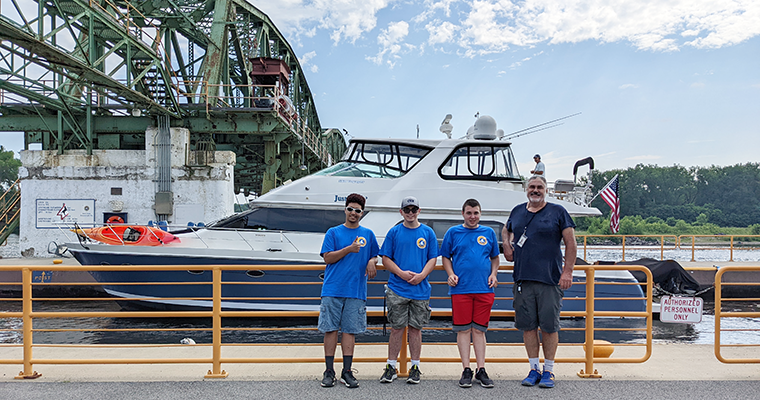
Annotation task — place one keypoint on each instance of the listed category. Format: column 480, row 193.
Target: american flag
column 610, row 196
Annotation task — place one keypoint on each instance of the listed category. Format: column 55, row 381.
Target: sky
column 660, row 82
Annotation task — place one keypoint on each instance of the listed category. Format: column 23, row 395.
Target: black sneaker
column 414, row 375
column 482, row 376
column 466, row 380
column 389, row 374
column 347, row 377
column 328, row 378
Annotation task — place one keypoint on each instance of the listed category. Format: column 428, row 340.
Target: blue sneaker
column 547, row 380
column 533, row 377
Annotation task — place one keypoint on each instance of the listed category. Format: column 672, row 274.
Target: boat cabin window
column 480, row 162
column 284, row 219
column 377, row 160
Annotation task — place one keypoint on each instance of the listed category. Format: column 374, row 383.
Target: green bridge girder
column 80, row 74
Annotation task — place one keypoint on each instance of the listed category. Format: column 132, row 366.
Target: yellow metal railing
column 741, row 356
column 216, row 359
column 717, row 242
column 694, row 243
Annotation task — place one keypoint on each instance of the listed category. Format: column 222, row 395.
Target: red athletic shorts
column 471, row 310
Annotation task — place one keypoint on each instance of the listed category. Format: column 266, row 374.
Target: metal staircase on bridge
column 10, row 211
column 110, row 69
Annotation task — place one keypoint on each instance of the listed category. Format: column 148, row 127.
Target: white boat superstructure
column 287, row 225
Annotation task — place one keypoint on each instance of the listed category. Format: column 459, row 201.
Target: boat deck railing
column 33, row 310
column 652, row 244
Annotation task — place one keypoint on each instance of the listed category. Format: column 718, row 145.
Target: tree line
column 696, row 196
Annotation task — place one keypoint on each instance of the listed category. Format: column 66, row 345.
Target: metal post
column 217, row 371
column 584, row 248
column 718, row 298
column 589, row 327
column 623, row 247
column 28, row 372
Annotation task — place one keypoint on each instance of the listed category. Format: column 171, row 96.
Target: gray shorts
column 537, row 305
column 346, row 314
column 403, row 311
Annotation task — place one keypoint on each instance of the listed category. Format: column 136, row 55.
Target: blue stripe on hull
column 297, row 284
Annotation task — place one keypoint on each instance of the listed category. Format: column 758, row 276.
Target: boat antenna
column 533, row 129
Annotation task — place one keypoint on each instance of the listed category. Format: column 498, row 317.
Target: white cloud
column 700, row 141
column 304, row 60
column 657, row 25
column 441, row 32
column 345, row 19
column 479, row 27
column 391, row 43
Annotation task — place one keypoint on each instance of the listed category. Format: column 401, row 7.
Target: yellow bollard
column 602, row 349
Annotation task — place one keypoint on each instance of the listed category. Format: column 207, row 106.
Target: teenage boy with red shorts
column 470, row 254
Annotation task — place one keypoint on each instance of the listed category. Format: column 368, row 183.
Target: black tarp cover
column 668, row 274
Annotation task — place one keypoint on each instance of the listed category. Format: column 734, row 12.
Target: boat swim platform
column 668, row 362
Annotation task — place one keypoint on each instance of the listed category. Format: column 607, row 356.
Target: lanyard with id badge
column 524, row 237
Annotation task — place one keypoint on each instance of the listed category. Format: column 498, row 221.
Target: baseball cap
column 410, row 201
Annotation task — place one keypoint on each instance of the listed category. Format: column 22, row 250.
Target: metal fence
column 743, row 279
column 30, row 313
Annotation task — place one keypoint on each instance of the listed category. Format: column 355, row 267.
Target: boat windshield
column 480, row 162
column 377, row 160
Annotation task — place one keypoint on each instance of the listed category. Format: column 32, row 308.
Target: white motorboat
column 287, row 225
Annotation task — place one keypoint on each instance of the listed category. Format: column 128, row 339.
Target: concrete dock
column 675, row 371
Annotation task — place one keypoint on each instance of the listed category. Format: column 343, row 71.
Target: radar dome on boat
column 484, row 128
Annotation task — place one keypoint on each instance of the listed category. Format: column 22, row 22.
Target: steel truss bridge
column 94, row 74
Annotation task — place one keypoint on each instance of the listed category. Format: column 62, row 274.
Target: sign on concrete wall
column 52, row 213
column 684, row 310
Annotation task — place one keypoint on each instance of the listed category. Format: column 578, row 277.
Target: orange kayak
column 133, row 235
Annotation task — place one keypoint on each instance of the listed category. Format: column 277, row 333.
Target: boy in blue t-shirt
column 470, row 254
column 350, row 252
column 409, row 252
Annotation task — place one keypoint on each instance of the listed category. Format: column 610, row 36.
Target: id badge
column 522, row 240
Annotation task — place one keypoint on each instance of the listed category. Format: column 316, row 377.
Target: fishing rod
column 528, row 131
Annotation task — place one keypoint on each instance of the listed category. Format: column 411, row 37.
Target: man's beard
column 534, row 199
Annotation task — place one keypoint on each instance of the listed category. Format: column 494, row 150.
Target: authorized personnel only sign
column 684, row 310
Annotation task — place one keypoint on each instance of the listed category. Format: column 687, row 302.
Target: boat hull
column 274, row 290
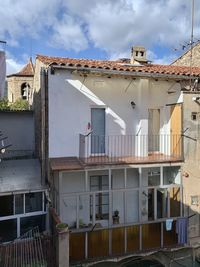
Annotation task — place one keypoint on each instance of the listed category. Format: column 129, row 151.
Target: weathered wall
column 184, row 60
column 19, row 127
column 191, row 167
column 14, row 87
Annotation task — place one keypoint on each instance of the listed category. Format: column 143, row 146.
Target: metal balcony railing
column 130, row 148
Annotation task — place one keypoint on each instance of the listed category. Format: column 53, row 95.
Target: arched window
column 25, row 91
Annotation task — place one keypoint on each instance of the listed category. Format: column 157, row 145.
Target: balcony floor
column 74, row 163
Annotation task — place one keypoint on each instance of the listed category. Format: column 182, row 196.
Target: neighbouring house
column 22, row 191
column 191, row 131
column 112, row 134
column 20, row 84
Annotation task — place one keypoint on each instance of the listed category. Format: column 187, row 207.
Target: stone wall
column 14, row 84
column 184, row 60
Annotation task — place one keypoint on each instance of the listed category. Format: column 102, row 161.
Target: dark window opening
column 25, row 90
column 8, row 230
column 6, row 205
column 28, row 223
column 33, row 202
column 194, row 116
column 100, row 183
column 19, row 204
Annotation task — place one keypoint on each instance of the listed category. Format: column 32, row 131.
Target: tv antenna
column 191, row 44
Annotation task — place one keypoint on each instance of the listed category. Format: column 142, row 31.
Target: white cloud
column 111, row 25
column 12, row 66
column 160, row 60
column 68, row 35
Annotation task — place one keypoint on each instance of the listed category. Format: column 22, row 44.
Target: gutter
column 86, row 71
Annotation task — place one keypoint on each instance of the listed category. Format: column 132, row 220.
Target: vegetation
column 19, row 104
column 4, row 105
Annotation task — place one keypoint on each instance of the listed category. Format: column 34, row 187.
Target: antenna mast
column 191, row 44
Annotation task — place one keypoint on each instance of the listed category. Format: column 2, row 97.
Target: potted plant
column 62, row 227
column 116, row 217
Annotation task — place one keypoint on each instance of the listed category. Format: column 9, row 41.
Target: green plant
column 61, row 225
column 116, row 213
column 20, row 104
column 4, row 105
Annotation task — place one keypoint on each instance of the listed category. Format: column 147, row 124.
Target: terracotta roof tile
column 119, row 66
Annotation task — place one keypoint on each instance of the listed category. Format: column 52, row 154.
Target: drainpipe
column 44, row 126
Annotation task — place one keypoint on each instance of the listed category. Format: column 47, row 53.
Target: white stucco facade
column 71, row 98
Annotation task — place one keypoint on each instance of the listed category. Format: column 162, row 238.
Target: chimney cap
column 138, row 55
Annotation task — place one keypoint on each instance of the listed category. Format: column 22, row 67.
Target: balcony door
column 176, row 129
column 154, row 130
column 98, row 131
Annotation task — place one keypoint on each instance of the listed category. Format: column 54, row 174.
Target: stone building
column 191, row 133
column 184, row 59
column 20, row 84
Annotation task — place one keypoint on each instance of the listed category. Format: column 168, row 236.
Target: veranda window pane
column 19, row 204
column 6, row 205
column 8, row 230
column 33, row 202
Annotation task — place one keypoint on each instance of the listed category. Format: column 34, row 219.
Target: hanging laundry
column 182, row 230
column 168, row 224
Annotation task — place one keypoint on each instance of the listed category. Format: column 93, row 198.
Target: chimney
column 138, row 55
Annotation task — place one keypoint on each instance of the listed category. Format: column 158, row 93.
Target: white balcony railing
column 130, row 148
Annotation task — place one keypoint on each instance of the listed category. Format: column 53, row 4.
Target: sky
column 95, row 29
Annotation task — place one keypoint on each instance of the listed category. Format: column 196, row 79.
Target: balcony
column 130, row 149
column 118, row 241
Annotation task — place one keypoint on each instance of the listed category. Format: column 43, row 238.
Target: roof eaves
column 135, row 73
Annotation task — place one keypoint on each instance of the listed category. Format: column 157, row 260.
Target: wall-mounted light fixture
column 133, row 105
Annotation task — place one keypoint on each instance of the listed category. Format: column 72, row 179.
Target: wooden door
column 176, row 130
column 154, row 130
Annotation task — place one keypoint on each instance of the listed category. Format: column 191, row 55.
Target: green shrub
column 4, row 105
column 19, row 104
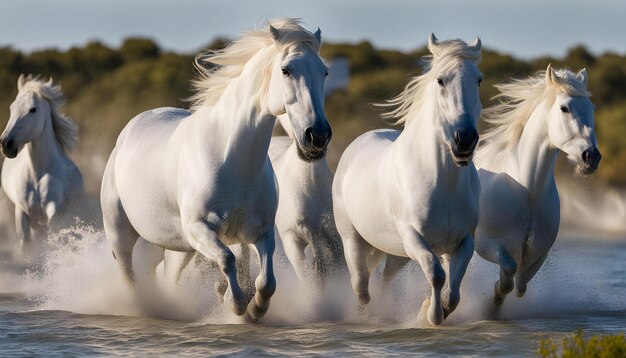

-------

— What is needed —
Only the lines above starting with the one with "Target: antenna mast" and going through the one with "47, row 53." are to be copied, word for word and with both ends kept.

— Expected answer —
Target: antenna mast
column 191, row 44
Annotation task — place one keypoint on each instance of the listed category. Format: column 2, row 97.
Target: potted plant
column 62, row 227
column 116, row 217
Annotation task — place one keypoint on each instance of the listed category. Format: column 9, row 41.
Target: green plant
column 61, row 225
column 116, row 213
column 20, row 104
column 4, row 105
Annotation task — place one keypoint on each instance of the listed category. Format: column 147, row 124.
Target: terracotta roof tile
column 119, row 66
Annotation task — place one keypoint on each instance of the listed category. Format: column 52, row 154.
Target: drainpipe
column 44, row 126
Annotation task — place one keypoint on each instance of the listed category. Format: column 47, row 53.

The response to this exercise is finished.